What is expected — Emit a verbatim copy of the lines running from the line with "Task: please point out the horse forelock" through the end of the material below.

"""

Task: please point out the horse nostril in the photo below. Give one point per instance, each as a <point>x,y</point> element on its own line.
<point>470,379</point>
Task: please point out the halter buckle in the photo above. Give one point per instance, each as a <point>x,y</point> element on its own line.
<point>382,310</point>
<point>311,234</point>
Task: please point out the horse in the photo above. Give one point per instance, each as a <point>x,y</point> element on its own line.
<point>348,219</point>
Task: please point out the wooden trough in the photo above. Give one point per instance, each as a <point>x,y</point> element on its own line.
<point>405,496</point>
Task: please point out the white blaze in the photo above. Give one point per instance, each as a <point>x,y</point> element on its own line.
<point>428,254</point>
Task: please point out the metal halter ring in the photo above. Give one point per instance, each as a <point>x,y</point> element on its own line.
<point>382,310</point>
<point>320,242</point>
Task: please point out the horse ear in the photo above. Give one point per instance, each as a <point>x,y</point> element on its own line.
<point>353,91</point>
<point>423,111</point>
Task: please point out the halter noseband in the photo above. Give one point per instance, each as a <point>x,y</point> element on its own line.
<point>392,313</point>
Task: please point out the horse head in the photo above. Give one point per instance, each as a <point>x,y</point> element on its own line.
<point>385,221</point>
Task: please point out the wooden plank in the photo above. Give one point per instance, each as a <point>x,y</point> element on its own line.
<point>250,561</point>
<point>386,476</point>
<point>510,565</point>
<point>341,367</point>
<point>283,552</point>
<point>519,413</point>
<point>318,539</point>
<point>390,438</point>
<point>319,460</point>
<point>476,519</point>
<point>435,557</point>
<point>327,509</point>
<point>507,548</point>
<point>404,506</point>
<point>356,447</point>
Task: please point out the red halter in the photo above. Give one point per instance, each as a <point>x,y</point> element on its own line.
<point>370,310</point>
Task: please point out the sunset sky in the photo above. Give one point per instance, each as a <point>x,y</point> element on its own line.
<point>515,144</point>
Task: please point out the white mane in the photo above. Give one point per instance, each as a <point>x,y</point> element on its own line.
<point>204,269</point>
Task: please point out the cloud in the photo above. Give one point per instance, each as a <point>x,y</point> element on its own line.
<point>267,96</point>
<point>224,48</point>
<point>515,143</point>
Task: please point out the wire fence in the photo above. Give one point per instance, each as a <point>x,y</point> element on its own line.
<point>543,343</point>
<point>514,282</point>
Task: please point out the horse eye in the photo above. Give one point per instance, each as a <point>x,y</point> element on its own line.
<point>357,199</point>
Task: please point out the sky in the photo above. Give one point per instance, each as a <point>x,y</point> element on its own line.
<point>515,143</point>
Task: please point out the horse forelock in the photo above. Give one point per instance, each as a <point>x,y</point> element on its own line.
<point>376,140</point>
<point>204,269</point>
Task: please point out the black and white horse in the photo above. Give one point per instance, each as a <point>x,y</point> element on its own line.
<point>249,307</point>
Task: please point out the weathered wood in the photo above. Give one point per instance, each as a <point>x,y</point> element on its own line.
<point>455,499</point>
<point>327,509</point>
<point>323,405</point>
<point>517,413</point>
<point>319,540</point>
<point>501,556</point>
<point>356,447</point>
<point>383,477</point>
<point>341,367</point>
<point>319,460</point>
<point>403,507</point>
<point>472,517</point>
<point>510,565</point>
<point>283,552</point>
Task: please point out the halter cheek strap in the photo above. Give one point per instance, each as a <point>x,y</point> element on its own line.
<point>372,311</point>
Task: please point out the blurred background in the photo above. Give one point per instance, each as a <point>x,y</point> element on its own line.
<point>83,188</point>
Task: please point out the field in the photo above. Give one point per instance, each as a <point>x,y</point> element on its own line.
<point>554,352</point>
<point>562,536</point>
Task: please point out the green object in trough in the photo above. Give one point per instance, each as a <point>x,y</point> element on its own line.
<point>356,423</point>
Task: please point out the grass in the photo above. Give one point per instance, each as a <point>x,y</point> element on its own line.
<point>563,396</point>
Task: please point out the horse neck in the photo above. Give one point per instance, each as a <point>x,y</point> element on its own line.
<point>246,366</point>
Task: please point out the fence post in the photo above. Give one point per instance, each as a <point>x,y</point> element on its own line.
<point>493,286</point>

"""

The output —
Task: please point out the horse forelock in the photo above. Give one point per instance, each as a <point>x,y</point> element on its own line.
<point>376,140</point>
<point>204,269</point>
Task: please point out the black and white horse in the photo above. Give one point per instance, each as a <point>x,y</point> element on its own line.
<point>249,307</point>
Task: please point out the weathered wood in the photo above. Give one point per instance, each as a <point>x,y</point> element on its own line.
<point>455,499</point>
<point>327,509</point>
<point>323,405</point>
<point>517,413</point>
<point>319,540</point>
<point>501,556</point>
<point>356,447</point>
<point>383,477</point>
<point>341,367</point>
<point>319,460</point>
<point>403,507</point>
<point>472,517</point>
<point>510,565</point>
<point>283,552</point>
Task: please point out the halter cheek strap in the photo above. Give one point per instance, each as a <point>x,y</point> element on its own line.
<point>372,311</point>
Task: please point out the blurred background in the photo above. Give one point per instance, each as a <point>x,y</point> element on its own line.
<point>83,188</point>
Task: please point out the field in the photo above. Give one point per instance, each as a <point>x,y</point> element on its own line.
<point>554,352</point>
<point>562,536</point>
Task: please point out the green object in trough in the photo above. Give one point per instance, each as a <point>x,y</point> element on its own line.
<point>356,423</point>
Task: please point out the grass in the photo above. Give one point per instance, each as a <point>x,y</point> element on its own line.
<point>563,396</point>
Task: please point out the horse neck in the photo above. Give one point per instance, each as a <point>x,y</point> element on its own line.
<point>246,366</point>
Task: please point out the fence post in the photo above. Give one point per instance, each as a <point>x,y</point> element on its own line.
<point>493,286</point>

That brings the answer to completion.